Source records below:
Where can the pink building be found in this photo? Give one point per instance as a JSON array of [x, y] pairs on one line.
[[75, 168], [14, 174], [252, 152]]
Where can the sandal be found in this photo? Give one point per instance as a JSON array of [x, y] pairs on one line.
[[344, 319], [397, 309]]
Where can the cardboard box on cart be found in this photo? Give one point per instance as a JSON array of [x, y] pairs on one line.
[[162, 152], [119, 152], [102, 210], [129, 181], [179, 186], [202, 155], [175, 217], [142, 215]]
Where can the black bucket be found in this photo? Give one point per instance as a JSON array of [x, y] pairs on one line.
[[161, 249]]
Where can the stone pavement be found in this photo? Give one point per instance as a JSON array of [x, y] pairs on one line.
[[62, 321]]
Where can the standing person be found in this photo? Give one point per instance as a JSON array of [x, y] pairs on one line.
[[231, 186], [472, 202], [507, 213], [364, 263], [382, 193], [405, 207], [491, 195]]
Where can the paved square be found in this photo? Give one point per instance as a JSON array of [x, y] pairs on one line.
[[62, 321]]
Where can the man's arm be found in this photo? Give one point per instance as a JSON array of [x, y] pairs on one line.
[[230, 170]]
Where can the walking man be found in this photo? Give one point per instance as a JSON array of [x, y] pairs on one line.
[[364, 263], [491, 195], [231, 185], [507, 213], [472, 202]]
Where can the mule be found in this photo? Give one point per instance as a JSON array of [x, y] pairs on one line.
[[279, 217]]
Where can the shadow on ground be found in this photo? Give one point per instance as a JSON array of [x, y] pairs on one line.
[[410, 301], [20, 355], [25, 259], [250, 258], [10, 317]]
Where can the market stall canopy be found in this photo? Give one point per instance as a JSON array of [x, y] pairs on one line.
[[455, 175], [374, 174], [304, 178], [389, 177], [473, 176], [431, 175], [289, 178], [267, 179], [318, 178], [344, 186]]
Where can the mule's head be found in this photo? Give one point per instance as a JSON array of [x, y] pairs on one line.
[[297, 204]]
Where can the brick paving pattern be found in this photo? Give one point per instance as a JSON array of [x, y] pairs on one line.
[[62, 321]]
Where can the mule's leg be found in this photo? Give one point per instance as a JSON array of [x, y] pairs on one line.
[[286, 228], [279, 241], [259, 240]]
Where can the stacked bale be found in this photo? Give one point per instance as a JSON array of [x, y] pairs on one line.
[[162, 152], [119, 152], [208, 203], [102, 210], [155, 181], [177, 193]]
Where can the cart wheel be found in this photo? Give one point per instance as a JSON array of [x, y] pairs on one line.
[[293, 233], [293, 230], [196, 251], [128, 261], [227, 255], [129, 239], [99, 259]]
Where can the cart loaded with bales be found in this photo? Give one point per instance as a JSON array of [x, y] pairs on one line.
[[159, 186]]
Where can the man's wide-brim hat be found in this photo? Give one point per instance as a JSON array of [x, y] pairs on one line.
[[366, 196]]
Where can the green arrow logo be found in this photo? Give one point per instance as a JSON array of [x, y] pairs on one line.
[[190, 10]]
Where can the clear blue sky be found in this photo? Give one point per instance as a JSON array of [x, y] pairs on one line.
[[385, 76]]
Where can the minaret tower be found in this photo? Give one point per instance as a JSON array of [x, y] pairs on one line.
End of Source records.
• Your assignment
Reproduce each line of the data without any change.

• Problem solution
Where can the pink building be found in this photo? Give one point per instance as a JSON array of [x, y] pairs on one line.
[[75, 168], [14, 174], [252, 152]]
Where can the sandal be found in this photo? Give one point per instance as a JSON array of [x, y] pairs on one line.
[[344, 319], [397, 309]]
Where can the cardboard box on cart be found in this photo? Give one point per instance as a JSON array of [x, y] pairs on one line.
[[162, 152], [119, 152], [102, 210], [129, 181], [179, 186], [202, 155], [175, 217], [142, 215]]
Where can the black bucket be found in this photo? Give one point per instance as a JSON array of [x, y] pairs on one line.
[[161, 249]]
Where can the stone pavement be found in this photo? Give one point per instance as a JSON array of [x, y] pairs on one line.
[[62, 321]]
Where can the standing person be found in this photo? Give one point per instance as a JSON array of [x, y] pairs on one line.
[[231, 186], [472, 202], [507, 213], [364, 263], [382, 193], [405, 207], [491, 195]]
Where can the paved square be found in this photo? Give one point per instance as a JSON array of [x, y] pairs on one line.
[[62, 321]]
Where can the man's arm be found in this photo? Give one point per instance as a JSON array of [x, y] pairs on one line.
[[230, 170]]
Where can the walking man be found in this photo? Give one point per instance as a JSON array of [x, y] pairs on one line.
[[364, 263], [491, 195], [231, 185], [507, 213], [472, 202]]
Where can the mule be found in this photo? Give one point per instance as a JSON array of [x, y] pairs on one line.
[[279, 217]]
Where can the shadow on ground be found in this photo? Give one point per instance as a JSON array of [x, y] pairs on one line.
[[410, 301], [20, 355], [25, 259], [250, 258], [10, 317]]
Where can the market stall canopy be found in this photo? Give one point per instance as a JSON array of [x, y] pairs on one line.
[[455, 175], [374, 174], [304, 178], [389, 177], [473, 176], [431, 175], [289, 178], [267, 179], [318, 178], [344, 186]]
Where can the mule's head be found in this photo? Give one point per instance as a JSON array of [x, y] pairs on one line.
[[297, 204]]
Where can the brick paving pattern be found in this photo? Give one point per instance as a JSON array of [x, y] pairs on one line.
[[62, 321]]
Where can the mule's leg be found in this photo? Give one point per instance as a JSON array of [x, y] pairs on one line.
[[286, 228], [279, 241], [259, 240]]
Where can the stacked bale be found in this photo? Give one point per instance as a JSON array of [x, y] pairs on one line.
[[162, 152], [119, 152], [208, 203], [102, 210], [155, 181], [177, 193]]
Where can the cart wheel be found in this photo? Give one point per instance as a JSON array of [x, y] pairs on one line.
[[293, 233], [293, 230], [196, 251], [128, 261], [227, 255], [129, 239], [99, 259]]
Where can the cart loaded with bales be found in this photo? Give one point per instance as a JSON array of [x, y] pairs on one line.
[[159, 186]]
Where can the man's wide-brim hat be found in this photo? Give one point per instance as a JSON array of [x, y] pairs on one line.
[[366, 196]]
Where can the green arrow logo be found in this photo? Give one point per instance as a JSON array of [x, y] pairs on one line.
[[190, 10]]
Where can the clear blue sky be found in this photo? Give one point per instance as a JSON array of [x, y] pairs on one line.
[[385, 76]]
Where can the minaret tower be found in this photo? Give one point per instance as a JSON array of [x, y] pairs on one line.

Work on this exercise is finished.